DOCUMENT SEGMENT Block Start

A Short History of Dental Implants

Stoke Bishop Dental Centre have provided a short history of the  dental implant. For more information on their implant service you can visit them in Bristol. Also , thanks go out to the staff of davidcashel.com as well for their input.

Usually made of titanium, a dental implant is an artificial root that is placed into the jawbone to securely hold dental prostheses such as crowns, dentures or bridges. Dentists regard Osseointegration as the process where the material used as a dental implant fuses with the jawbone to form an intimate bond.

If you have lost one or more of your teeth due to a periodontal disease, an injury or because of any other reason, a dental implant is a procedure you may want to consider having.

Archaeologists have discovered human skulls belonging to the Mayan civilization dating as far back as 600 A.D. having materials such as carved shells, stones or jade implanted into their anterior mandible. And, regardless of the method used being unsophisticated, evidence show that some of these early implants actually melded with the jawbone.The first ever recognized dental implant is said to be in the year 1809, unfortunately with very poor success rate.

DOCUMENT SEGMENT Block End

**TASK DIRECTIONS:** Pick up the text on the history of dental implants after its last sentence and continue it. The records that follow come from a different source than the text above.

INPUT DATA Block Start

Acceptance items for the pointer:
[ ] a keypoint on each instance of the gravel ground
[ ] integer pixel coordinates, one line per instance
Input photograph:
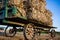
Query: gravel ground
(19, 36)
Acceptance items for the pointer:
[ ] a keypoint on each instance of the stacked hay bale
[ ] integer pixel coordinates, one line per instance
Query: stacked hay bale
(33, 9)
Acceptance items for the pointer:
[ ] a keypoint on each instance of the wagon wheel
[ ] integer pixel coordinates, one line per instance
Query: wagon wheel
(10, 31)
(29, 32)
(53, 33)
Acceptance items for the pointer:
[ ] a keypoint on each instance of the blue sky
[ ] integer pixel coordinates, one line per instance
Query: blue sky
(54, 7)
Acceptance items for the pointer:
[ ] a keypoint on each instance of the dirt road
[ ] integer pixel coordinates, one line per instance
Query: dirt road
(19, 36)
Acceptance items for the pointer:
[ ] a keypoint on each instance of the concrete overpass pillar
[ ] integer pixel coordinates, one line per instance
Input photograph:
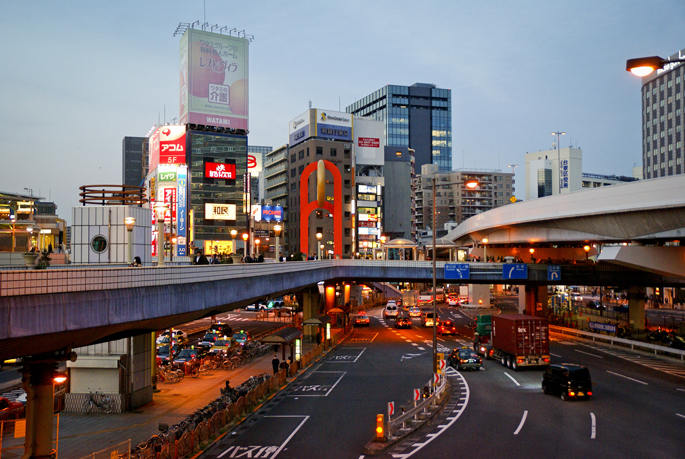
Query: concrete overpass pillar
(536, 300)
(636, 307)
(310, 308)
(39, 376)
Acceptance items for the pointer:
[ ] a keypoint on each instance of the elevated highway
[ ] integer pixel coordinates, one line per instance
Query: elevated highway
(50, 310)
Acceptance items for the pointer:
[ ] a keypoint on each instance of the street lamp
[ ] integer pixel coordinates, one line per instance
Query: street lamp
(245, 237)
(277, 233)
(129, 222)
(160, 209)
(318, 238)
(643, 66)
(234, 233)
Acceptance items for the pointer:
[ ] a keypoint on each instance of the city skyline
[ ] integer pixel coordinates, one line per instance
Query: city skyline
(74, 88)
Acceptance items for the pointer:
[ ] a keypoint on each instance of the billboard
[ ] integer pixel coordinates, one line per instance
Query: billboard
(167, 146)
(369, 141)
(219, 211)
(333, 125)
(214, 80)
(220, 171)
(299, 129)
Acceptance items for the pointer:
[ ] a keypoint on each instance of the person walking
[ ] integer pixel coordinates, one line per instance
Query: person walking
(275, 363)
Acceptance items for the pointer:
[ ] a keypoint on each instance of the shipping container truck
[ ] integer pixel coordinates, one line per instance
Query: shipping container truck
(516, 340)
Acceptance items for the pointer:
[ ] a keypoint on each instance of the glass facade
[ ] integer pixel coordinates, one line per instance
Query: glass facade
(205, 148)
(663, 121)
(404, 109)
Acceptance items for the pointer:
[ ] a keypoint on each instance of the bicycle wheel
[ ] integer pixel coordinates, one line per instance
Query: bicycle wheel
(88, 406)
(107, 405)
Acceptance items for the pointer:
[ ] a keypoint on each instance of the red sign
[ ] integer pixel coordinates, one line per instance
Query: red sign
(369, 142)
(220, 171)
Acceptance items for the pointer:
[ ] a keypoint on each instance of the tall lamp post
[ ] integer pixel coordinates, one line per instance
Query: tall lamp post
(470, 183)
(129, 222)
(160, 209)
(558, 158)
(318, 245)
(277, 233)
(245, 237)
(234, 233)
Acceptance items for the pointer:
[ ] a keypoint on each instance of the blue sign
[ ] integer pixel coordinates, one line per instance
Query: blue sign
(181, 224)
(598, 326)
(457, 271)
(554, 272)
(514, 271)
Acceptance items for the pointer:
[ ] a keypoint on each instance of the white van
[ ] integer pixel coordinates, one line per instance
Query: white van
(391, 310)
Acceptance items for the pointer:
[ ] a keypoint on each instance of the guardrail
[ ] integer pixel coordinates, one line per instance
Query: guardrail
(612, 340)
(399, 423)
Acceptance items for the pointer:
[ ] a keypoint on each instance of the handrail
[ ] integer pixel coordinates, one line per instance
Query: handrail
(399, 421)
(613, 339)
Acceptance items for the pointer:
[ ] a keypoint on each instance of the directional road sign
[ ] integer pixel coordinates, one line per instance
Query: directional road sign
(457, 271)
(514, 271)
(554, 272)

INPUT DATA Block End

**ANSWER TO THE EXERCISE:**
The discovery of what makes the modern dental implants successful was actually unexpected. In the year 1952, a renowned orthopaedic doctor who studied how bones heal reported that for some reason, he cannot take out the small titanium cylinder he placed in a bone after it has healed. Titanium’s amazing property of melding to the human bone pushed the field of dentistry past removable prostheses.

Dental implants were then introduced to people who have a difficulty of keeping their dentures inside their mouths, primarily because the jawbone had been damaged making it difficult for dentures to stay put. Unlike implants that were first used in the revolutionary system, modern day implants are now used to replace one or more missing teeth coming in various forms and sizes to suit the teeth they replace.

Their surfaces have been developed to heighten the progress of osseointegration. They are usually roughened by sandblasting and acid etching, to increase the surface area to which bone can adhere.